TASKS AND EXERCISES »
[a] Please answer these questions from the heartworm passage, one per line:
(i) How is heartworm disease spread?
(ii) How soon after a bite from an infected mosquito can heartworm proteins first be detected?
(iii) Where on the pet's body is melarsomine dihydrochloride injected?
[b] List every common symptom of heartworm disease that the heartworm passage names.

PASSAGE FOR REVIEW »
::::::::::

Heartworm disease is a serious condition that can cause lung disease, heart failure and damage to other organs in your pet's body. This disease is most often found in dogs, cats and ferrets and can sometimes even result in death for your companion. Here, the vets at our Astoria clinic explain why prevention is so important
What is heartworm disease?
Heartworm disease is spread through mosquito bites and is primarily caused by a parasitic worm called dirogilaria immitis.
Pets, including cats, dogs and ferrets may become what is called a definitive host, meaning that the worms live inside the animal, mature into adults, mate and produce offspring. It is referred to as heartworm disease because the parasitic worms that cause it live in your pet's heart, blood vessels and lungs.
What are the symptoms of heartworm disease?
Symptoms of heartworm disease typically don't appear until the disease is advanced. The most common symptoms of heartworm disease include swollen abdomen, coughing, fatigue, weight loss and difficulty breathing.
How does my vet check my pet for heartworms?
Your vet can complete blood tests to detect heartworm proteins (antigens), which are released into the animal's bloodstream. Heartworm proteins can't be detected until about five months (at the earliest) after an animal is bitten by an infected mosquito.
What if my pet is diagnosed with heartworms?
It's important that you know the treatment for heartworm disease can itself cause a number of complications or even be toxic to your pet's body. Treatment is also quite expensive since it requires multiple injections, x-rays, hospitalizations and blood tests. Because of this, we firmly believe that the absolute best treatment for heartworm disease is preventing it before it can ever impact your pet.
That said, if your pet is diagnosed with heartworms, your vet will have treatment options available. FDA-approved melarsomine dihydrochloride is a drug that contains arsenic. It kills adult heartworms. Melarsomine dihydrochloride will be administered via injection into your pet's back muscles in order to treat the disease.
Topical FDA-approved solutions are also available. These can help to get rid of parasites in the bloodstream when applied directly to the animal's skin.
How can I prevent my pet from getting heartworm disease?
It's important to keep your pet on preventive medication to prevent heartworm disease. Even if they are already on preventive heartworm medication, we recommend that dogs be tested for heartworms annually.
Heartworm prevention is safer, easier and much more affordable than treating the progressed disease. A number of heartworm preventive medications can also help protect against other parasites such as hookworms, whipworms and roundworms.

::::::::::

RECORDED INFORMATION »
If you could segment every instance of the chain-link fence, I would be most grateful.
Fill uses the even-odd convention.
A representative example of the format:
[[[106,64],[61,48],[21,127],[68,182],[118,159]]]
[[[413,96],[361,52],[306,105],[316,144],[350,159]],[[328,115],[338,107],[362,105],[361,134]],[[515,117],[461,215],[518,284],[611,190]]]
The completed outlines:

::::::::::

RESPONSES TO THE EXERCISE »
[a]
(i) Through mosquito bites.
(ii) About five months at the earliest.
(iii) Into the pet's back muscles.

[b]
Swollen abdomen
Coughing
Fatigue
Weight loss
Difficulty breathing